● Required task: Could you repeat, word for word, every line from the one containing "Where can you see the trunk" through the final line of the records below, and nothing else?
## BEGIN Given records
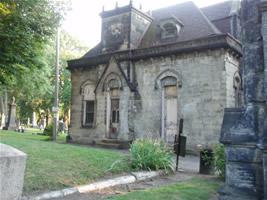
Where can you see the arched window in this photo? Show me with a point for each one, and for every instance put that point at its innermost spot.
(88, 104)
(237, 84)
(169, 82)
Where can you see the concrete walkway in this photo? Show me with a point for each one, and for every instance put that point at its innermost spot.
(188, 167)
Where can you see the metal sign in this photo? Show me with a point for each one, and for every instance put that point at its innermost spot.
(179, 144)
(55, 109)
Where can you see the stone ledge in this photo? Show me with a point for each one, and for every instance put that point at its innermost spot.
(131, 178)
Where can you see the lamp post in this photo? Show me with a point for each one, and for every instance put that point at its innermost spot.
(55, 108)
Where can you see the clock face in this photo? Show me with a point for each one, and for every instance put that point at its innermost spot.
(113, 35)
(115, 29)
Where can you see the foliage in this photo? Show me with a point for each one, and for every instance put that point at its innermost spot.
(219, 159)
(148, 154)
(52, 166)
(49, 130)
(25, 27)
(194, 189)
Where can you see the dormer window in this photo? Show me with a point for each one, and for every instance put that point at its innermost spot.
(170, 28)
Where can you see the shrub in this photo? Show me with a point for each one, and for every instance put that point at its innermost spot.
(219, 160)
(148, 154)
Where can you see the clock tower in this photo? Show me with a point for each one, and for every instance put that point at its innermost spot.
(123, 28)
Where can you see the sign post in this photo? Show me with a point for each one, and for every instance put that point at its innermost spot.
(56, 102)
(179, 144)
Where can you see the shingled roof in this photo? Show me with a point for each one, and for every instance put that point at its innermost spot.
(195, 24)
(221, 10)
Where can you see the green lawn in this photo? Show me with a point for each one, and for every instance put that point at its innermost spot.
(194, 189)
(55, 165)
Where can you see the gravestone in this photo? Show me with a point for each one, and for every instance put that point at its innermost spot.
(12, 168)
(34, 123)
(11, 123)
(244, 130)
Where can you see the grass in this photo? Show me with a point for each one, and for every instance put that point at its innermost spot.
(55, 165)
(194, 189)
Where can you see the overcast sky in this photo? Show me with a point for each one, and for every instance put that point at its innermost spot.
(84, 23)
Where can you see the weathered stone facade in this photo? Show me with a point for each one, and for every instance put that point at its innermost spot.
(135, 91)
(244, 130)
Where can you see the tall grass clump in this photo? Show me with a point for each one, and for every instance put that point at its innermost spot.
(149, 154)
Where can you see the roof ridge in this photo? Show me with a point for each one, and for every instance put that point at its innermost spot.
(170, 6)
(212, 26)
(216, 4)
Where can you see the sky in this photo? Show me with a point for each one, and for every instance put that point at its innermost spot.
(84, 23)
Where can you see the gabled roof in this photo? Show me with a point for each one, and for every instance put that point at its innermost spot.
(196, 24)
(221, 10)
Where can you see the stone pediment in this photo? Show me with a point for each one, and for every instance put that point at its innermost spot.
(112, 77)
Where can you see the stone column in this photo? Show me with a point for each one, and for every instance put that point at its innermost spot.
(11, 124)
(263, 9)
(124, 104)
(242, 129)
(107, 113)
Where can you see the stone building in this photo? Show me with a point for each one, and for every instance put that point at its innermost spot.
(152, 69)
(244, 130)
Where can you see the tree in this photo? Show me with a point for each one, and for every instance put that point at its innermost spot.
(70, 48)
(25, 27)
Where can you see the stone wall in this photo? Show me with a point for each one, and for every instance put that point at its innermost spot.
(201, 99)
(206, 89)
(243, 130)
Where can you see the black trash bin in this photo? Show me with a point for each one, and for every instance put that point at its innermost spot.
(206, 162)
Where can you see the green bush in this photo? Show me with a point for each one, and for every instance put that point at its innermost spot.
(148, 154)
(219, 160)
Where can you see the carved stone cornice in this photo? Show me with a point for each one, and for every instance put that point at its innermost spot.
(263, 6)
(202, 44)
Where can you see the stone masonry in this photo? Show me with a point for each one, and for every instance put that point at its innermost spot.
(244, 130)
(141, 80)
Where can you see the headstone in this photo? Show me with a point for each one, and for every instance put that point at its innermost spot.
(11, 124)
(12, 169)
(34, 123)
(3, 121)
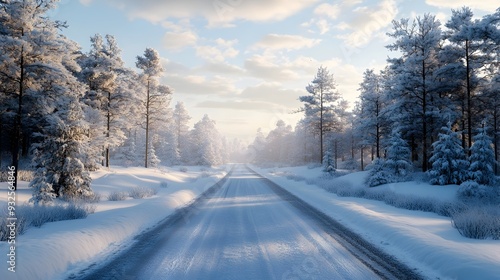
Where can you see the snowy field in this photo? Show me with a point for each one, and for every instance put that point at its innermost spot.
(423, 240)
(57, 249)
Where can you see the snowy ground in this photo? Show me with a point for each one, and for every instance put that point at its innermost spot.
(423, 240)
(57, 249)
(244, 231)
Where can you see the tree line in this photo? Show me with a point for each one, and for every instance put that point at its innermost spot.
(72, 111)
(443, 80)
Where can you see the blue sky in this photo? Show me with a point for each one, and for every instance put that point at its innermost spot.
(243, 62)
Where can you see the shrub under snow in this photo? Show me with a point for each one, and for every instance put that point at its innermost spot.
(142, 192)
(37, 215)
(478, 222)
(117, 196)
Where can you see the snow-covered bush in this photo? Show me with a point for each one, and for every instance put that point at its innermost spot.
(449, 162)
(117, 196)
(378, 174)
(328, 163)
(37, 215)
(471, 189)
(295, 177)
(142, 192)
(23, 175)
(60, 172)
(482, 159)
(478, 222)
(398, 158)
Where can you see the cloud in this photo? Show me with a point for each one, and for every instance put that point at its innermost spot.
(216, 12)
(485, 5)
(219, 52)
(262, 67)
(367, 22)
(273, 93)
(199, 85)
(325, 9)
(246, 105)
(220, 68)
(176, 41)
(286, 42)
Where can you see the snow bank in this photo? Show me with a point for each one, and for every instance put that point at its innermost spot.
(56, 250)
(423, 240)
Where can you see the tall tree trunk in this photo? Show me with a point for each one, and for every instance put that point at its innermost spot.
(18, 124)
(362, 159)
(321, 125)
(108, 126)
(424, 119)
(147, 126)
(469, 97)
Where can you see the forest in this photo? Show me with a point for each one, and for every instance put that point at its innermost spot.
(64, 112)
(434, 108)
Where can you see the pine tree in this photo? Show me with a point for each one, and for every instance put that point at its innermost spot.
(414, 85)
(206, 143)
(180, 130)
(449, 162)
(328, 163)
(60, 172)
(370, 111)
(31, 49)
(323, 106)
(482, 159)
(379, 174)
(157, 96)
(398, 157)
(108, 97)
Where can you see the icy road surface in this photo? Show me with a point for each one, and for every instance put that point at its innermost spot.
(245, 230)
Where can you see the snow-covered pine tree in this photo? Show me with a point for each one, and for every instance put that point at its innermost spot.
(31, 47)
(60, 171)
(414, 88)
(205, 143)
(181, 131)
(324, 107)
(465, 47)
(328, 163)
(398, 157)
(449, 161)
(379, 173)
(151, 70)
(370, 121)
(482, 159)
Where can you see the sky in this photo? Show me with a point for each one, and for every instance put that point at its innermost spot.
(246, 62)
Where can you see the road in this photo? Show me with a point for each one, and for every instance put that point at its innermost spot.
(248, 229)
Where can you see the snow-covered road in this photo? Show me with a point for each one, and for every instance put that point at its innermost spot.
(246, 230)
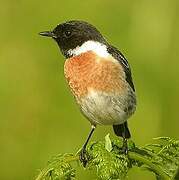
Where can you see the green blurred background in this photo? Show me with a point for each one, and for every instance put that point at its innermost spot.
(39, 117)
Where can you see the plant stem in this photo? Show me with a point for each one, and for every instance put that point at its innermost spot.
(154, 167)
(50, 167)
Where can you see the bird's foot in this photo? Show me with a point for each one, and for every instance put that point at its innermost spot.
(83, 157)
(125, 147)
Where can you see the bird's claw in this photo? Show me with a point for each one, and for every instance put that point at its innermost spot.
(83, 157)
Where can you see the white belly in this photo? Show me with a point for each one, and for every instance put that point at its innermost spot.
(105, 109)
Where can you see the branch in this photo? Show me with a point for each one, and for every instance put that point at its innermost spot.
(161, 158)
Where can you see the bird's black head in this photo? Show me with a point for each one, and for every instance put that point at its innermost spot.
(72, 34)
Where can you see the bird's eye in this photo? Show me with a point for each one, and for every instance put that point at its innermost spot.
(68, 33)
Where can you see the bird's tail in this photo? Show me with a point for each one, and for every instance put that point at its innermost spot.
(122, 130)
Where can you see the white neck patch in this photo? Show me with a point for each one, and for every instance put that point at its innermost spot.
(98, 48)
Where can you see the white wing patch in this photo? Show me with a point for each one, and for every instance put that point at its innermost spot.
(98, 48)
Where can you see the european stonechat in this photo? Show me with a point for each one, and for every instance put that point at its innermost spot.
(99, 77)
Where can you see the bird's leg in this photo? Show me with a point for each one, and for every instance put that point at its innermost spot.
(83, 155)
(125, 146)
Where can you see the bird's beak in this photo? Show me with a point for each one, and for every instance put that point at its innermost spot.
(48, 34)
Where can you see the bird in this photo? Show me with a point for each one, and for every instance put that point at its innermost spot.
(99, 77)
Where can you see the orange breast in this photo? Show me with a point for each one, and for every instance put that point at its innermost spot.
(88, 70)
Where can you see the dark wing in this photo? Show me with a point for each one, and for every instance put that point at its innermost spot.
(123, 61)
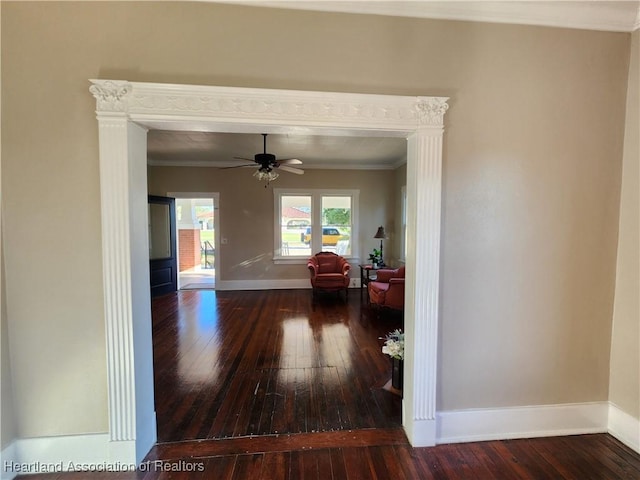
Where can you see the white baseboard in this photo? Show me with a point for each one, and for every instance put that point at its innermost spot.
(624, 427)
(270, 284)
(8, 454)
(521, 422)
(262, 284)
(63, 453)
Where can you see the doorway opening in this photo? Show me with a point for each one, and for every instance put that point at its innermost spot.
(126, 111)
(197, 232)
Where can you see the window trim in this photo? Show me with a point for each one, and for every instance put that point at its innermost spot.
(316, 195)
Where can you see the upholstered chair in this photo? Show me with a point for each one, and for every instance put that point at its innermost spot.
(387, 290)
(329, 272)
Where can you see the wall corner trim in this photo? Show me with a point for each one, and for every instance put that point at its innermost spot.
(8, 454)
(624, 427)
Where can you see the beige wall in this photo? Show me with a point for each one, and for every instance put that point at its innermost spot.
(624, 384)
(395, 226)
(7, 427)
(247, 215)
(532, 163)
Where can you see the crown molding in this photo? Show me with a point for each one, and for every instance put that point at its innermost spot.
(617, 16)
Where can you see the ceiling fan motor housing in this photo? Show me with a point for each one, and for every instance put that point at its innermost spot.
(265, 159)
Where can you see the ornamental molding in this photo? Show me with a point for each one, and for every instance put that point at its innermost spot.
(430, 111)
(111, 95)
(143, 101)
(123, 163)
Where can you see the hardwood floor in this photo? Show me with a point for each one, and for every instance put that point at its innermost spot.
(261, 385)
(380, 454)
(232, 364)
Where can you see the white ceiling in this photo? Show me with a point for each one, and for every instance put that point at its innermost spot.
(315, 151)
(619, 16)
(218, 149)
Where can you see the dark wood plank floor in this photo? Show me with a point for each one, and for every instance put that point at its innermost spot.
(232, 364)
(381, 454)
(260, 385)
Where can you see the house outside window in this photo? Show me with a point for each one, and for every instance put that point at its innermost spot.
(310, 221)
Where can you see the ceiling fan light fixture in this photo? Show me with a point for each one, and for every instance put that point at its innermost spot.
(265, 174)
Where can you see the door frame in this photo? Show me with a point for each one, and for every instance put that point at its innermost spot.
(215, 196)
(172, 260)
(126, 110)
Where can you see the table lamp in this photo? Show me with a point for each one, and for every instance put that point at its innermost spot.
(381, 235)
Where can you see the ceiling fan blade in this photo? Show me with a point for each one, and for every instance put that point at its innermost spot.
(297, 171)
(290, 161)
(239, 166)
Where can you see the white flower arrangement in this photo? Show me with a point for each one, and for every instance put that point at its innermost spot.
(394, 345)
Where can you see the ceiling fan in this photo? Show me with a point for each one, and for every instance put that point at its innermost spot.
(267, 164)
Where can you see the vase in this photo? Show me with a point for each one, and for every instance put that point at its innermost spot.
(396, 373)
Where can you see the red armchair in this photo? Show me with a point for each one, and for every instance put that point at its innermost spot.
(388, 288)
(329, 272)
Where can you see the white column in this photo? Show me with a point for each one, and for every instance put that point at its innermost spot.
(424, 187)
(123, 219)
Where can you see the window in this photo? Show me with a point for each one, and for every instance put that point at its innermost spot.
(298, 212)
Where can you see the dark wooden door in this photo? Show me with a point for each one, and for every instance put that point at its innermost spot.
(163, 265)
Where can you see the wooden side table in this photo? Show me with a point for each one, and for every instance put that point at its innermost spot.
(367, 274)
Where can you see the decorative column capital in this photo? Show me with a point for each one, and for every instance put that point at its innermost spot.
(430, 111)
(111, 95)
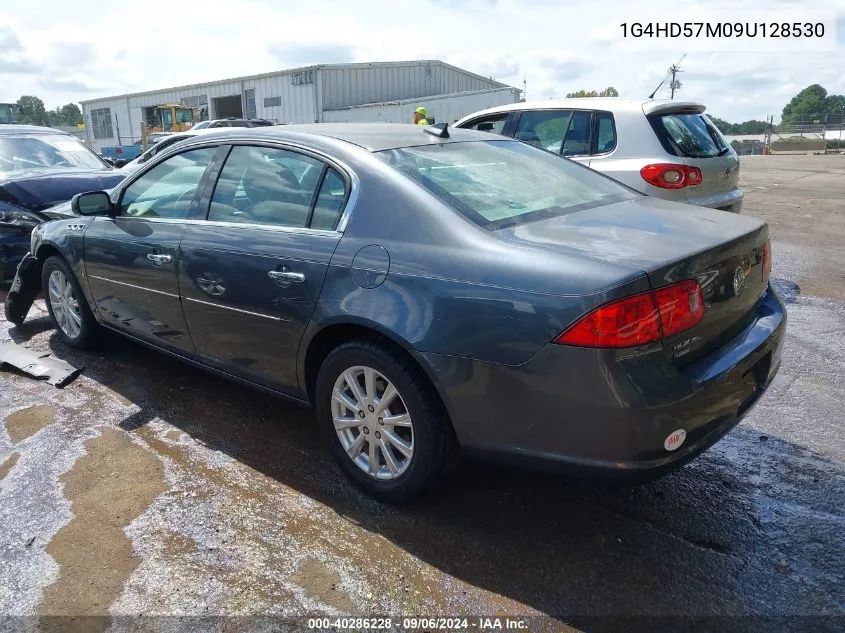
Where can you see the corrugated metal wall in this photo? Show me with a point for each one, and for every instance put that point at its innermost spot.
(333, 86)
(448, 108)
(298, 105)
(360, 83)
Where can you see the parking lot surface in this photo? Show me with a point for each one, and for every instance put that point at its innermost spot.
(150, 487)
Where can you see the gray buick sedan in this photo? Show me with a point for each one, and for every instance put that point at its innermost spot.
(431, 292)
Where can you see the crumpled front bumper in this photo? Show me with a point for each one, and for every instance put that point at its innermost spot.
(25, 288)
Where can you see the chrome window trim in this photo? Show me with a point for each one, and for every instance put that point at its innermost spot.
(248, 225)
(123, 283)
(225, 307)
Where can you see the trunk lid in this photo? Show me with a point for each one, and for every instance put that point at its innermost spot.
(669, 243)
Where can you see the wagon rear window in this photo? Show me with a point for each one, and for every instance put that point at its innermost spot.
(502, 183)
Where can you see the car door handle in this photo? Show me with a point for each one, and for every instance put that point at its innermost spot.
(286, 275)
(158, 260)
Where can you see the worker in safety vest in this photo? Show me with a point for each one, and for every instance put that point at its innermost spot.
(419, 116)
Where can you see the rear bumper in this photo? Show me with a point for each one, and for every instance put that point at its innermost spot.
## END Given records
● Solution to the problem:
Where can you see the trunk lid in this photo? Show me with a point for each one, and for every instance put that point at its innermost spot.
(669, 243)
Where can you see the wagon rear window in this photo? Show me with a point for each one, and for every instance put that point at its innermost spot.
(502, 183)
Where can you see the car door handle in this photo? Show me with a point for each one, and for every instance put that point at its innermost spot.
(286, 275)
(158, 260)
Where can you see the worker in safety vest in this photo? Show me with a point for each one, and for every instance put that point at its innermost spot.
(419, 116)
Where can you see the rear bumper in this photo? Show me with a point for each one, and for every instance put that point at its innermost spot.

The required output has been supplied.